*** Opening Material for this task ***

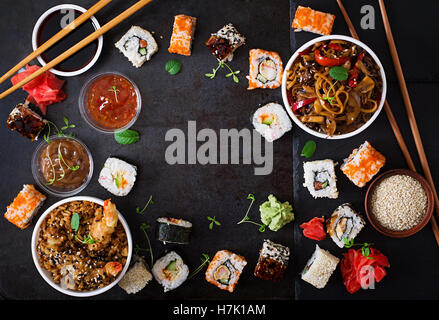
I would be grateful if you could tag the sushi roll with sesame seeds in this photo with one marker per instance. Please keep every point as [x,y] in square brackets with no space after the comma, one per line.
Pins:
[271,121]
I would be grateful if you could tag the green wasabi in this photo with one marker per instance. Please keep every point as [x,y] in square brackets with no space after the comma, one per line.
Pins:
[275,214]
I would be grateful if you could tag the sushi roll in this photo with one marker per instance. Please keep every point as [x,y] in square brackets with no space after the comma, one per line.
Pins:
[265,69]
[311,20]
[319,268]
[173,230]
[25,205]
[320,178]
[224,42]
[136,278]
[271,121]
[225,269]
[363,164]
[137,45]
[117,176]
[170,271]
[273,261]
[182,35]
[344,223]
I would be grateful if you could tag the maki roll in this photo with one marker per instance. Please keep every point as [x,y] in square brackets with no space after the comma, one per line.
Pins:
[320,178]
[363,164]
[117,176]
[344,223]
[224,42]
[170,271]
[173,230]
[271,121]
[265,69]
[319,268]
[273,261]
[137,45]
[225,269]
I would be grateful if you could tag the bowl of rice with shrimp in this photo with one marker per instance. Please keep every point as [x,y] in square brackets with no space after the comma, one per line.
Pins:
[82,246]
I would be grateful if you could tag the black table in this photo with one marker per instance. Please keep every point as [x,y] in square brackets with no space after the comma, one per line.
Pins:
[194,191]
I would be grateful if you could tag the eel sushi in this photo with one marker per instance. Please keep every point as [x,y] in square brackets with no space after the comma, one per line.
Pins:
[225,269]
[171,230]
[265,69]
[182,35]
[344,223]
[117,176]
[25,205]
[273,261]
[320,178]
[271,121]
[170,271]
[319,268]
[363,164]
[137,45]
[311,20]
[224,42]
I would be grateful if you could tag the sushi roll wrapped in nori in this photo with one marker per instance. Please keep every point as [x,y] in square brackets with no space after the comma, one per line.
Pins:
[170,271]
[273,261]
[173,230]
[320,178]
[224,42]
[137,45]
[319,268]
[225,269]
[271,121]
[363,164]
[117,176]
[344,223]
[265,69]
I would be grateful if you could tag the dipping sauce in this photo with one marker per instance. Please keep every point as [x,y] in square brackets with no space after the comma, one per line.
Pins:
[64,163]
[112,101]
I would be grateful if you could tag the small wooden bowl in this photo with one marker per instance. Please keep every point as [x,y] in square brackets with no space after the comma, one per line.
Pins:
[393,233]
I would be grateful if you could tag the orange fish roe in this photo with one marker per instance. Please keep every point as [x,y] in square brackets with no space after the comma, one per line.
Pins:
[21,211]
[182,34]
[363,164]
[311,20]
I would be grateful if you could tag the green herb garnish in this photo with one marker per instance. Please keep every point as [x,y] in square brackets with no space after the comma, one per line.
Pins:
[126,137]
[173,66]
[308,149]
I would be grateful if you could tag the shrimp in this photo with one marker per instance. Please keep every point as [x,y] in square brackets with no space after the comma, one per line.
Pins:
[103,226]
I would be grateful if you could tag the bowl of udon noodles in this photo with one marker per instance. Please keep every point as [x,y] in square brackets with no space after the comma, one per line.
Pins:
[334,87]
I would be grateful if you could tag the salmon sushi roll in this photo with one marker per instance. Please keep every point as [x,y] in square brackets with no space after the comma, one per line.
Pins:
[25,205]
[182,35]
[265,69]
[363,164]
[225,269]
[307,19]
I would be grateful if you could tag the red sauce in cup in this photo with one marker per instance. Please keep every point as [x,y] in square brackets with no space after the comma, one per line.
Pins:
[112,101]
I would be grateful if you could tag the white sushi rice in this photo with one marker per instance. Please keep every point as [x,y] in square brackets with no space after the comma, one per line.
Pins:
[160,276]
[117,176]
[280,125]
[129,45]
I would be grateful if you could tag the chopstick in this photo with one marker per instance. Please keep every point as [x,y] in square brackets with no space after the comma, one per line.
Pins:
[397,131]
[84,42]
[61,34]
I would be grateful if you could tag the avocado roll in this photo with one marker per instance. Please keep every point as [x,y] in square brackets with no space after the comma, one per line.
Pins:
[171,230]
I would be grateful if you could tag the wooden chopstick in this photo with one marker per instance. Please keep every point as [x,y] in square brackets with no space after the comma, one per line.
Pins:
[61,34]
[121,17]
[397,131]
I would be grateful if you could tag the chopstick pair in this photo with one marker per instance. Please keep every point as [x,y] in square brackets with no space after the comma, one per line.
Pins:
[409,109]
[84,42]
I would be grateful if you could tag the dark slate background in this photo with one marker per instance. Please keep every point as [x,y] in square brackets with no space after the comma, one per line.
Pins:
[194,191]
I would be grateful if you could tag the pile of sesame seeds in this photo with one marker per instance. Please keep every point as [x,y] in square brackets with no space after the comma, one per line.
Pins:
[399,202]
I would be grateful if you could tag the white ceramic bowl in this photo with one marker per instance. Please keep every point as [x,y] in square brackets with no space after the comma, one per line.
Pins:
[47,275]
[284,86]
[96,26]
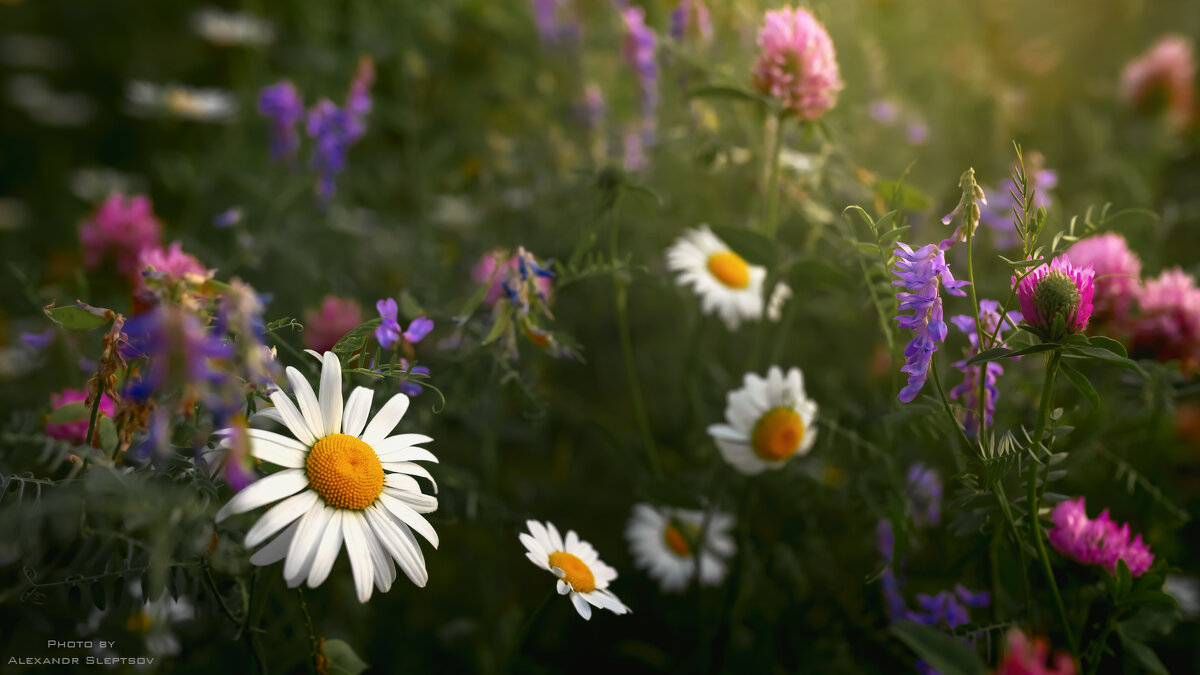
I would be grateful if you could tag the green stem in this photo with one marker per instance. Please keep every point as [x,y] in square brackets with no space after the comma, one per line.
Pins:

*** Closing Material for this task ***

- _Work to complete_
Repeat everything in the records above exactly; pictures are not part of the copy.

- _Solution_
I would be grateful if you could tag the sushi roll with sesame seeds in this photo with one marker per instance. Please keep every point as [x,y] in square brackets with no space after the comma, one per line.
Pins:
[271,121]
I would be grateful if you could tag the green wasabi in this photo with one marker per instance. Please keep every point as [x,y] in square brackets with no space after the comma, one per line.
Pins:
[275,214]
I would be grateful if you could tag the sushi roll in this photo with one marker per instance. Please keep every point as [x,y] in square brackets with no space after the comma, one per line.
Pins:
[265,69]
[311,20]
[319,268]
[173,230]
[25,205]
[320,178]
[224,42]
[136,278]
[271,121]
[225,269]
[363,164]
[137,45]
[117,176]
[170,271]
[273,261]
[182,35]
[344,223]
I would be grateful if you could tag the maki roll in this photo with one marker per instance. Please keep every point as [x,y] in square brackets with no space after the comma, one per line.
Pins:
[320,178]
[363,164]
[117,176]
[344,223]
[224,42]
[170,271]
[173,230]
[271,121]
[265,69]
[319,268]
[273,261]
[137,45]
[225,269]
I would be grateful if you could tag the bowl of rice with shrimp in this photo with one marker per instance. Please keep every point as [x,y] in square brackets with no space after the comma, one per line.
Pins:
[82,246]
I would be grateful if you could tag the black table in this photo with one marker per instance. Please keep every point as [x,y] in square brackets with no space after the comma, one per line.
Pins:
[194,191]
I would be grateful if you could tag the eel sushi in this photo with one marker per instance. Please keep every point as [x,y] in square brackets with no space after the comma, one per line.
Pins:
[225,269]
[171,230]
[265,69]
[182,35]
[344,223]
[117,176]
[25,205]
[273,261]
[320,178]
[271,121]
[170,271]
[319,268]
[363,164]
[137,45]
[311,20]
[224,42]
I would be grateful if you could tag the sushi roll wrapped in nori in this photo with one marker per instance. Please keep every point as [x,y] in square brackets with no space after the comma, one per line.
Pins:
[170,271]
[273,261]
[173,230]
[320,178]
[224,42]
[137,45]
[319,268]
[225,269]
[271,121]
[363,164]
[117,176]
[344,223]
[265,69]
I would be grateful if you could tag the dipping sauce in this photo with one marker per instance. Please keep every point as [x,y] in square brackets with no space after the comma, one per line.
Pins:
[64,163]
[112,101]
I would be grateful if you could tag the small wooden bowl in this photo with one marker per instance. Please keep every point as [x,y] in square brackets with no space after the comma, one per line.
Pins:
[393,233]
I would be grateful if you could tag the orange fish roe in this photo with one marker per instance. Please keep every point as [x,y] in square brackets with no space after the comma, one per line.
Pins:
[21,211]
[182,34]
[363,164]
[311,20]
I would be grateful if you could tag the green herb garnish in this photo with one marker per instance. Please keep every point as [x,y] in square brackets with no space after the comma, one per line.
Pins:
[126,137]
[173,66]
[308,149]
I would be grateful if you could tag the shrimp in this photo with one marker per instance. Please keep every point as [x,y] in square brackets with no space after the comma, one per line.
Pins:
[103,226]
I would be grateful if you could tag the bowl of udon noodles in this photo with one marker per instance. Please keep every point as [x,y] in square brackets with no space after the comma, one per line.
Pins:
[334,87]
I would be grateful if you could tag the salmon sushi roll in this photo with one marker per instance. Please keep every point as [x,y] in square brackets with no space after the comma, one per line.
Pins:
[25,205]
[182,35]
[265,69]
[363,164]
[225,269]
[307,19]
I would be grateful if you could tag the red sauce in cup in this photo with one marker per instance. Please keep every point as [x,y] in square brackets with no space after the comma, one per line.
Pins:
[112,101]
I would be grateful if you could tag the white sushi rice in this photo with one marker per instance. Please keep every point as [x,y] in square brackets with no space after the comma, one per line.
Pins:
[160,276]
[117,176]
[280,125]
[129,45]
I would be grateful if you could tag the chopstick in this photo with one marker per instance. Please keep every point as [x,y] in square brackets with no space after the comma, one per line.
Pins:
[397,131]
[84,42]
[61,34]
I would be grateful if you could tag the avocado roll in this photo with one marker per instance. Please keep every point as [x,y] in square brackets with no space after the comma, one per line.
Pins:
[171,230]
I would be grateful if you could tag the wooden chopstick in this photo with one marker per instance. Please keep every point as [x,y] in square brackets with no space after the comma, one per line.
Pins:
[61,34]
[121,17]
[397,131]
I would be grateful if you could tag the chopstick pair in this photo with one marker per instance. Please keep every point as [x,y] in square brackets with no space after the comma, one per line.
Pins:
[409,109]
[84,42]
I would be grateful if you could tag the dark slate background in this photo with one marker per instance. Please keep every point as [x,y] in square brackets with no space after the comma, one per line.
Pins:
[194,191]
I would be grateful if you could tag the pile of sesame seeds in this photo with one marker per instance. Please keep every point as [x,y] in square brackets with no space after the comma, one per line.
Pins:
[399,202]
I would be grateful if you could tag the white ceramic bowl in this photo with one marker per instance. Please keep every point as [x,y] in square brackets with no space after the comma, one per line.
Pins:
[47,275]
[284,86]
[96,26]
I would be grateful if you could tag the green stem in this photo with one marker per instance. Please keep every point as [x,y] in square brackets with no space after the comma, one per line.
Pins:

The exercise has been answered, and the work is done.